_Requirement a_
Reproduce the rows from the line with "umbrella in this photo." through the end of the rows, swapping "black umbrella" for "red umbrella" and leaving everything else as it is.

_Extracted text_
::::::::::
CARVERS

WAYNE G. PRICE, Tlingit Master Carver

Native Alaskan artist Wayne G. Price creates master-quality fine art in the traditional Northwest Coast style of the Tlingit Indian tribe. Using exceptional skills in design and carving, Price creates art that covers a broad range of traditional artifacts, including totem poles, canoes, masks, paddles, clan hats and jewelry. Price is held in high esteem for his mastery of traditional Tlingit design, providing original art for public indoor and outdoor spaces, Native corporations, private commissions and more. Northwest Coast form-line art is an intricate and complex style of totemic design, proportion and space, and Price is an elite grand master of this ancient art. Unrivalled in his adzing capabilities in the finishing process of his carvings, Wayne can duplicate patterns used by the old master carvers of his ancestors.

Price has carved 27 traditional totem poles and several non-traditional poles. One of his carvings in Juneau tells the story of the traditional land users, the Auk Kwan. In 2012, he designed and carved a 40-foot totem meant to inspire residential school healing. The 40-foot “Kooteeyaa,” designed and carved for SEARHC, an Alaska Native health facility, stands in the centre of headquarters campus in Sitka and tells the story of Native Wellness. The 25-foot totem “Our Grandchildren’s House” was created in 2008 for Thunder Mountain High School in Juneau. A story of nurturing the youth of today and tomorrow through education and culture, the pole stands in a prominent position for greeting the public, in the school’s commons area.

Price is the owner and art director of Silver Cloud Art Center in Haines, Alaska, and a fire-starter with White Bison (www.whitebison.org), the Red Road to Wellbriety Training Institute. Silver Cloud promotes a sobriety lifestyle using tools of Native culture, art, ceremony and community. Price’s way of life is strongly connected to his Tlingit ancestors’ tribal values. He is committed to ensuring the preservation of Tlingit art, culture and traditions.
::::::::::
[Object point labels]

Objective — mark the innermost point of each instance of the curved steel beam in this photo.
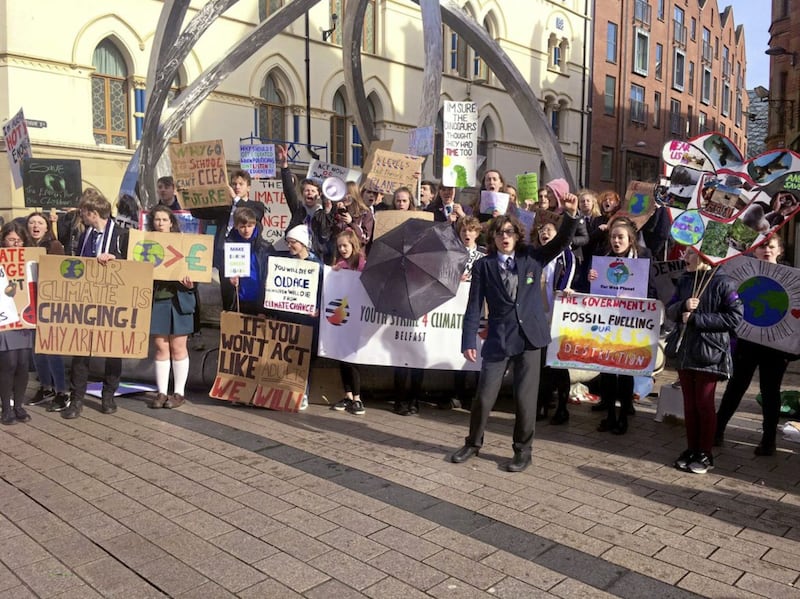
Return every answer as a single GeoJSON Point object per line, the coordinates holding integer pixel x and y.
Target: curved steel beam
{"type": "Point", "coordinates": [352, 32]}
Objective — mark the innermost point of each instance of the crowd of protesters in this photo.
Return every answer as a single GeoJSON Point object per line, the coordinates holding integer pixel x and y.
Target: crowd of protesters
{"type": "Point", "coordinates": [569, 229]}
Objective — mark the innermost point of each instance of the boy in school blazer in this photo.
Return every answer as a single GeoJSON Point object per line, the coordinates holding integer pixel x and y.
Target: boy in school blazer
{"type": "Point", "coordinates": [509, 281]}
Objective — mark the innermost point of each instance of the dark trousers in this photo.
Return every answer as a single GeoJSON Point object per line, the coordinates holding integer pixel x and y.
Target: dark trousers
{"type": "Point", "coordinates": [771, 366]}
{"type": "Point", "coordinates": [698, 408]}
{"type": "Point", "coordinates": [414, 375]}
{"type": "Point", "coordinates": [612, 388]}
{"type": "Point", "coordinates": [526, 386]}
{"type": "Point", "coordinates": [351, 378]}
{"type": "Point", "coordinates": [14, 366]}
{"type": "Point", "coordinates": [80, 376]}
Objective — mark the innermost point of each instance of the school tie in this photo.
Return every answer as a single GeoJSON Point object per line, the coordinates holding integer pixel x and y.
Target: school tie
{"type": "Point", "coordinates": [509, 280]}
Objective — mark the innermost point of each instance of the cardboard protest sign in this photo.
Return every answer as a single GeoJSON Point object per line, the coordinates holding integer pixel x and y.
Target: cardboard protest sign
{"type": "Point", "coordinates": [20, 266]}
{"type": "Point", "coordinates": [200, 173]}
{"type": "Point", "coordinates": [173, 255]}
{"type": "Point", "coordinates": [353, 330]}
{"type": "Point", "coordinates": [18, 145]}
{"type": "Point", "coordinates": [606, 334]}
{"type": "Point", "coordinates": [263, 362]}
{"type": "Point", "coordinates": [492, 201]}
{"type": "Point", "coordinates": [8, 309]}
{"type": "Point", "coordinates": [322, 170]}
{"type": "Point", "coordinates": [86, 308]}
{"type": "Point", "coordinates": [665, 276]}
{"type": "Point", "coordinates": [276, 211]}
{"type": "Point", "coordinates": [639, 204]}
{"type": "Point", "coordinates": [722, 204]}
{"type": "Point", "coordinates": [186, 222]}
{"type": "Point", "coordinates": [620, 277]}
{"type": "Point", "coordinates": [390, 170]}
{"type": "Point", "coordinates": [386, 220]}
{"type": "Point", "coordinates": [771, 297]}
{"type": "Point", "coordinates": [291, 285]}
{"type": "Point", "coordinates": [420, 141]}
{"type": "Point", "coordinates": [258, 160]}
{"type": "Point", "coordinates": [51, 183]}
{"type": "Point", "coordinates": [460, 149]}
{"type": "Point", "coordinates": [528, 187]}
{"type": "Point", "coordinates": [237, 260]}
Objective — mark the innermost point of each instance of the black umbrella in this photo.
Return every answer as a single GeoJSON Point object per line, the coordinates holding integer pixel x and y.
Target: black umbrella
::::::::::
_Requirement b_
Condense the paragraph beginning "Price has carved 27 traditional totem poles" in the Wayne G. Price profile into a short list of its main facts.

_Written reply a_
Objective — mark the innermost point of each instance of the red umbrella in this photo.
Return every answer as a single GeoJSON Point object per line, the coordinates holding integer pixel x and y.
Target: red umbrella

_Written reply b_
- Price has carved 27 traditional totem poles and several non-traditional ones.
- One of his carvings in Juneau tells the story of the Auk Kwan, the traditional land users.
- In 2012 he designed and carved a 40-foot totem meant to inspire residential school healing.
- "Kooteeyaa," a 40-foot pole made for SEARHC, an Alaska Native health facility, stands in the center of its headquarters campus in Sitka and tells the story of Native Wellness.
- "Our Grandchildren's House," a 25-foot totem, was made in 2008 for Thunder Mountain High School in Juneau. It tells of nurturing youth through education and culture and stands in the school's commons area, where it greets the public.